Exercise instructions »
Reproduce the stretch of records from the line containing "Locate mustache." through the line containing "[500,255,641,667]", switching "boat" to "vessel" and keeping everything else unchanged. Omit the pictures from your answer.

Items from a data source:
--- Start ---

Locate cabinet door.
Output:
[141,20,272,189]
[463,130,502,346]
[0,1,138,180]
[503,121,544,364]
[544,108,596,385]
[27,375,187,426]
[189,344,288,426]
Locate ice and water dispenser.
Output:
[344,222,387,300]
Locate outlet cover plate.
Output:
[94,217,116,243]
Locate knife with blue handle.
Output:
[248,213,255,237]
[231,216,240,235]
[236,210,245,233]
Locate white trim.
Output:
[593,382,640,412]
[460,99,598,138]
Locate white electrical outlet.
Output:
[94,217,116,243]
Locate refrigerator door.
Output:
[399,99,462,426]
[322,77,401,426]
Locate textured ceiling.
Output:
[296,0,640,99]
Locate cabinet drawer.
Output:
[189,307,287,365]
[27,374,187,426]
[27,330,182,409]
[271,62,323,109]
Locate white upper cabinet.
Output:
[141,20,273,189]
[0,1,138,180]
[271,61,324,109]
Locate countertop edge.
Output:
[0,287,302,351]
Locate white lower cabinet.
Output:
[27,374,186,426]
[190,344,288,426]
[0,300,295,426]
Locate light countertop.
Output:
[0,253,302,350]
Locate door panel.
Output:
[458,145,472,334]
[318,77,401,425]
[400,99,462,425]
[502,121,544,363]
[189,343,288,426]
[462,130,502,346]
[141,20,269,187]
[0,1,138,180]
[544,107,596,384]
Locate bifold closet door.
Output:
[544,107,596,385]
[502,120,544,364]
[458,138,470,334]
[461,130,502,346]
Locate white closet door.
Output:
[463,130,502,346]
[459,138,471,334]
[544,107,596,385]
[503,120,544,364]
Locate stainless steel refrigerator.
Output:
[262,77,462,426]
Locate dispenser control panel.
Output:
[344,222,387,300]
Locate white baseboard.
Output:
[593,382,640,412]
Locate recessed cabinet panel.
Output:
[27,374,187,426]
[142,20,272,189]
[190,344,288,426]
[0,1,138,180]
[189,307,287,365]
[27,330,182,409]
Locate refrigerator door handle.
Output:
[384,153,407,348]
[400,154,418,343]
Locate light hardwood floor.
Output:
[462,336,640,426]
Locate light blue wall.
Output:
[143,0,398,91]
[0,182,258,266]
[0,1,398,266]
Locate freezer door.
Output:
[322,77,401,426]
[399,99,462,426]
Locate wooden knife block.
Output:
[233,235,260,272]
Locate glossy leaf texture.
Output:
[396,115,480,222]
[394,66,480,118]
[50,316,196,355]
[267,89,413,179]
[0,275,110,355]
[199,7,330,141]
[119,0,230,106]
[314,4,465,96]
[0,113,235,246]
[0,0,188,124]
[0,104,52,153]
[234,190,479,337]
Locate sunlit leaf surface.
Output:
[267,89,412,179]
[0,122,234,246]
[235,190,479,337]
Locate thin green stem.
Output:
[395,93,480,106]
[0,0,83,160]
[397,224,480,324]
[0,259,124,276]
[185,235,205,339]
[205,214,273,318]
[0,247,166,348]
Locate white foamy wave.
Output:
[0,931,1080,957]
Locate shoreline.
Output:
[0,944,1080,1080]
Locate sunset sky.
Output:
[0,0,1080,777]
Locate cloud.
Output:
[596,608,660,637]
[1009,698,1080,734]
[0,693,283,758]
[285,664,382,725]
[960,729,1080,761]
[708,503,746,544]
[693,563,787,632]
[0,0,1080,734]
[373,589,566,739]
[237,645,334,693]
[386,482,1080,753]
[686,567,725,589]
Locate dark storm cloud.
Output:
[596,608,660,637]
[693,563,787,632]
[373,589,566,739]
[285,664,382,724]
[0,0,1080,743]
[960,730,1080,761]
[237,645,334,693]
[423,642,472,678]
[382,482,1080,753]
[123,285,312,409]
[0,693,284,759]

--- End ---
--- Start ---

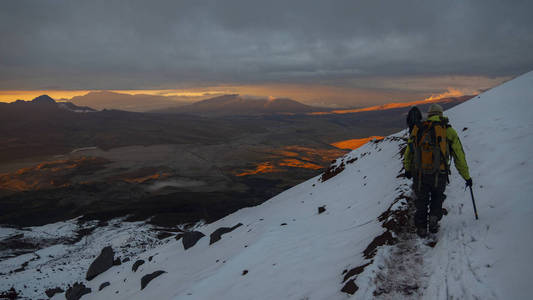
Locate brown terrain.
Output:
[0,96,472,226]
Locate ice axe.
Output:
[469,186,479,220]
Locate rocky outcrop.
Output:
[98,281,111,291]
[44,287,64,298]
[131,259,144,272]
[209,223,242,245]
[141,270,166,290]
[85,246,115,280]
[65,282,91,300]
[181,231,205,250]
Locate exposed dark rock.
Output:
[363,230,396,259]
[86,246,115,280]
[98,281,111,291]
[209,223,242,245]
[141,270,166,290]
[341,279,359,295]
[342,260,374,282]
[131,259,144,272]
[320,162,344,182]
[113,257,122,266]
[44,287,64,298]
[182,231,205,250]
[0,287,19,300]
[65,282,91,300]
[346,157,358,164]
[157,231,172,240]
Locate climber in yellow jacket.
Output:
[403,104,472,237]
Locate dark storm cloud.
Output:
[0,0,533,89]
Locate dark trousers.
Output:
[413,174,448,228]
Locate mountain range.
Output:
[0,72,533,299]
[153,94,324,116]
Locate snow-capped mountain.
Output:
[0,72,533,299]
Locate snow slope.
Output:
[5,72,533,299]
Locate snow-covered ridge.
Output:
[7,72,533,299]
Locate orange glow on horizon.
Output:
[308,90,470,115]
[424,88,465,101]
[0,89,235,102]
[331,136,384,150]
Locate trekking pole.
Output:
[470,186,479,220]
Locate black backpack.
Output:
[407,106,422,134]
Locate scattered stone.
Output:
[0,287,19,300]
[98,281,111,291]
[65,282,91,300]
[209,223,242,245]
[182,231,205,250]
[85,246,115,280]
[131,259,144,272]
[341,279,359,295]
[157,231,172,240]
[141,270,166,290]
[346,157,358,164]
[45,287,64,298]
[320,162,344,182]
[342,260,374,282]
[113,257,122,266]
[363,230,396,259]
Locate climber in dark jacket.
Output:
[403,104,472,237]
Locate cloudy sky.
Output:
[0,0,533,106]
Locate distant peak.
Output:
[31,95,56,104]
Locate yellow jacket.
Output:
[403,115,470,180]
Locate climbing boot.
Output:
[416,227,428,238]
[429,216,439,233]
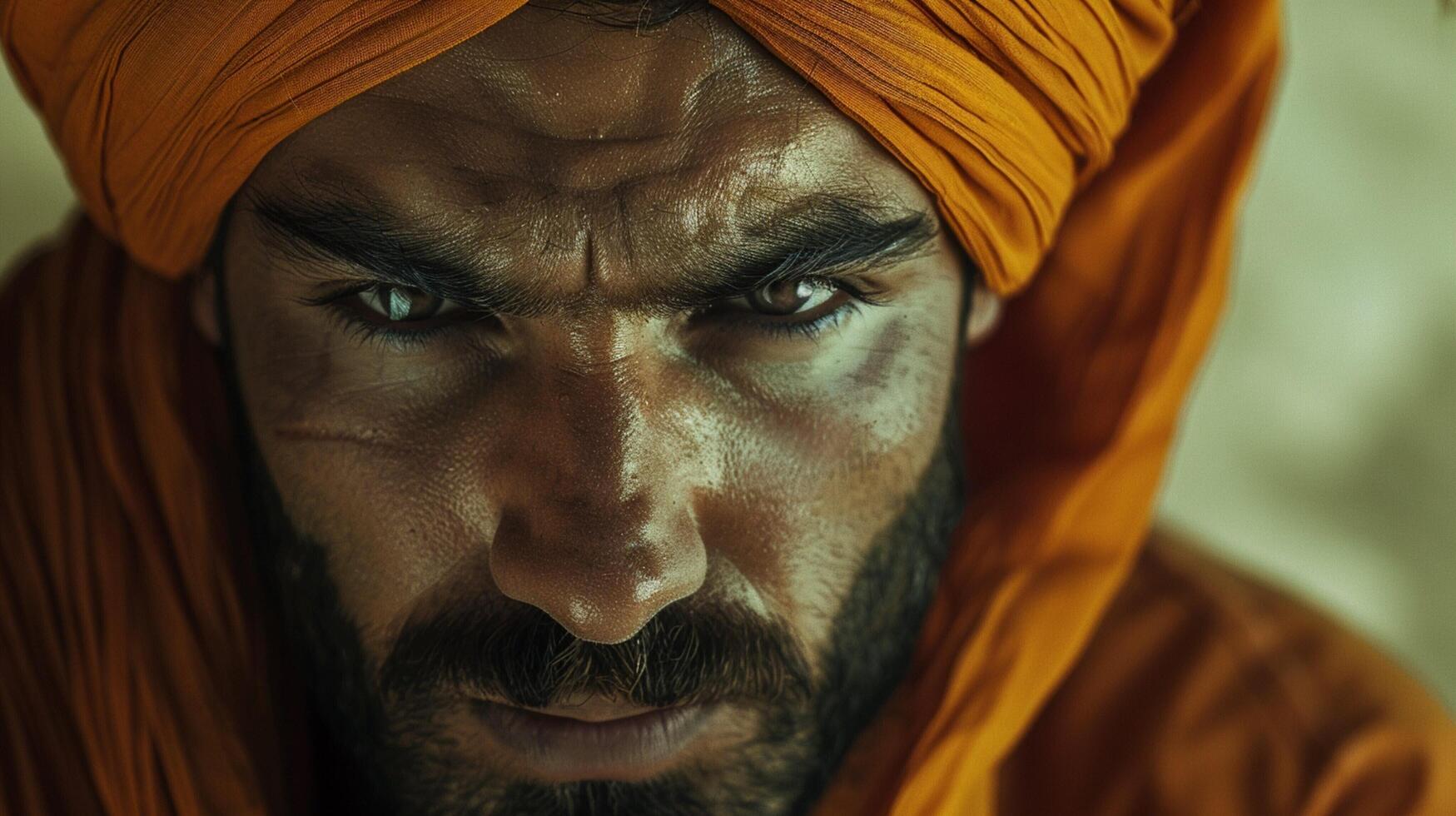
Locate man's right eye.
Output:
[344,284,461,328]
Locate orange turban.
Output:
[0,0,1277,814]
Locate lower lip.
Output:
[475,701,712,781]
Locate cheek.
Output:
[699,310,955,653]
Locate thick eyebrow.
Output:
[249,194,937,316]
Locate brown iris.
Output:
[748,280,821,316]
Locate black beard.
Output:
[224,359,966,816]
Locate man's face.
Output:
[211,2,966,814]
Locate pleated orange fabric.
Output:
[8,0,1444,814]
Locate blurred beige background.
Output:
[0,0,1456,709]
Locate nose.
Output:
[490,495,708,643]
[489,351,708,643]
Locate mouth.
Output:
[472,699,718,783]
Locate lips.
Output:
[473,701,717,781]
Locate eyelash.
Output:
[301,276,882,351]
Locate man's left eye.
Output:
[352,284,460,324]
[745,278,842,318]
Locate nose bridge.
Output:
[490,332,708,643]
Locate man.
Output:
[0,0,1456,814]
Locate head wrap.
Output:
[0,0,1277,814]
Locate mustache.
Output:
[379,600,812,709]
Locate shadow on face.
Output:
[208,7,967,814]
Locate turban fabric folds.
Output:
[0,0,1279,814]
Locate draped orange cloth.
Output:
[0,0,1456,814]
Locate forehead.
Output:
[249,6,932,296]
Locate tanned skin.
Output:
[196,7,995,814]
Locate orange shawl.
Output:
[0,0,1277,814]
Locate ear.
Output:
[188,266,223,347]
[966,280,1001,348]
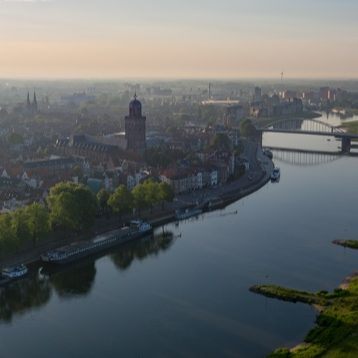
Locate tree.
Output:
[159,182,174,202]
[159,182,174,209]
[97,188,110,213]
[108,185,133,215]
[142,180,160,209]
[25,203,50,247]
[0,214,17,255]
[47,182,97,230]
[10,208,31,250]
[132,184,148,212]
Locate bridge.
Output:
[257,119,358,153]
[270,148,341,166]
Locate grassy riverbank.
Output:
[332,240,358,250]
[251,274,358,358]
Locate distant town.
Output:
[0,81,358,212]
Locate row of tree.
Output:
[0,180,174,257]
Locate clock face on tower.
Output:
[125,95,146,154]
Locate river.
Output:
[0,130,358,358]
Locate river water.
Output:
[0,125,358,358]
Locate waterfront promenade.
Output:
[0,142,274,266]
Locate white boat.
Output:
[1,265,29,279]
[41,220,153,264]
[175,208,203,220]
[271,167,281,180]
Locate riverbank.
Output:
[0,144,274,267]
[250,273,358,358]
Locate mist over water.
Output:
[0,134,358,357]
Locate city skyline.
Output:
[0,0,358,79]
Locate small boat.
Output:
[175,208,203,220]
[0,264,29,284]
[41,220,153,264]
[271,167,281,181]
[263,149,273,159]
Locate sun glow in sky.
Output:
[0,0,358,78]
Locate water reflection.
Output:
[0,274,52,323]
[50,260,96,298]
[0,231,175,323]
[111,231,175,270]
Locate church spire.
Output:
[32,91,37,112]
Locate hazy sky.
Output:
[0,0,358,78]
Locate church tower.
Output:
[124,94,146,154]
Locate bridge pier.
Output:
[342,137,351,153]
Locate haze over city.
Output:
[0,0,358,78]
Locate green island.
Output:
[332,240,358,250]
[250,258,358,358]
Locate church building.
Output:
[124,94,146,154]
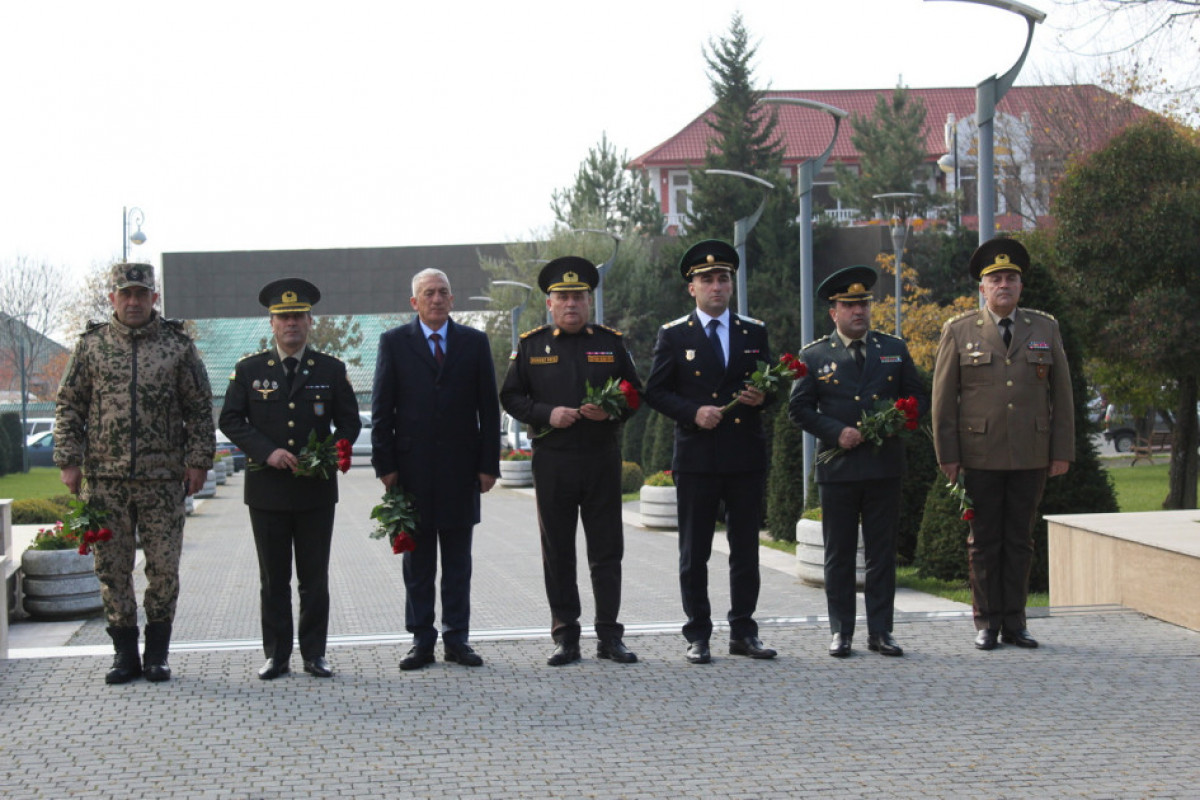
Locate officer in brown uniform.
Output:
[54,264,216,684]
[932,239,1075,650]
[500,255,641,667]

--- End ---

Response »
Locate mustache.
Output:
[379,600,812,709]
Locate shadow on face.
Output:
[208,7,967,814]
Locate turban fabric folds.
Output:
[0,0,1279,814]
Locate draped orange cloth.
Output:
[0,0,1456,814]
Locate forehead.
Output:
[249,6,932,296]
Locate tanned skin.
Output:
[196,7,995,814]
Locate orange shawl.
Output:
[0,0,1277,814]
Locate ear.
Output:
[188,266,223,347]
[966,280,1001,348]
Locate tree.
Output:
[159,182,174,202]
[159,182,174,209]
[97,188,110,213]
[108,185,133,215]
[142,180,160,209]
[25,203,50,247]
[0,214,17,255]
[47,182,97,230]
[10,208,31,250]
[132,184,148,212]
Locate bridge.
Output:
[257,119,358,153]
[270,148,341,166]
Locate grassy riverbank.
Output:
[332,240,358,250]
[251,274,358,358]
Locate distant town.
Output:
[0,81,358,212]
Locate row of tree.
Output:
[0,180,174,257]
Locate clock face on tower.
Output:
[125,95,146,154]
Locate river.
Output:
[0,130,358,358]
Locate river water.
Output:
[0,125,358,358]
Locate waterfront promenade.
Output:
[0,142,274,266]
Locate white vessel.
Output:
[1,265,29,279]
[41,220,153,264]
[175,208,203,220]
[271,167,281,180]
Locate riverbank.
Output:
[0,144,274,267]
[250,273,358,358]
Locate mist over water.
Output:
[0,134,358,357]
Locate city skyline.
Output:
[0,0,358,79]
Locate small vessel.
Output:
[175,208,203,220]
[0,264,29,284]
[41,220,153,264]
[271,167,281,181]
[263,149,273,159]
Locate sun glow in sky.
Output:
[0,0,358,78]
Locate water reflection.
Output:
[0,274,52,323]
[50,260,96,298]
[0,231,175,323]
[111,231,175,270]
Locate church spire.
Output:
[32,91,37,112]
Locate hazy sky.
Output:
[0,0,358,78]
Locate church tower.
Output:
[124,94,146,154]
Locate bridge pier.
Output:
[342,137,351,153]
Locate haze over city.
Output:
[0,0,358,78]
Locate green island.
Output:
[332,240,358,250]
[250,258,358,358]
Locate church building.
Output:
[124,94,146,154]
Locate officer in brown uniform.
Output:
[54,264,216,684]
[932,239,1075,650]
[500,255,641,667]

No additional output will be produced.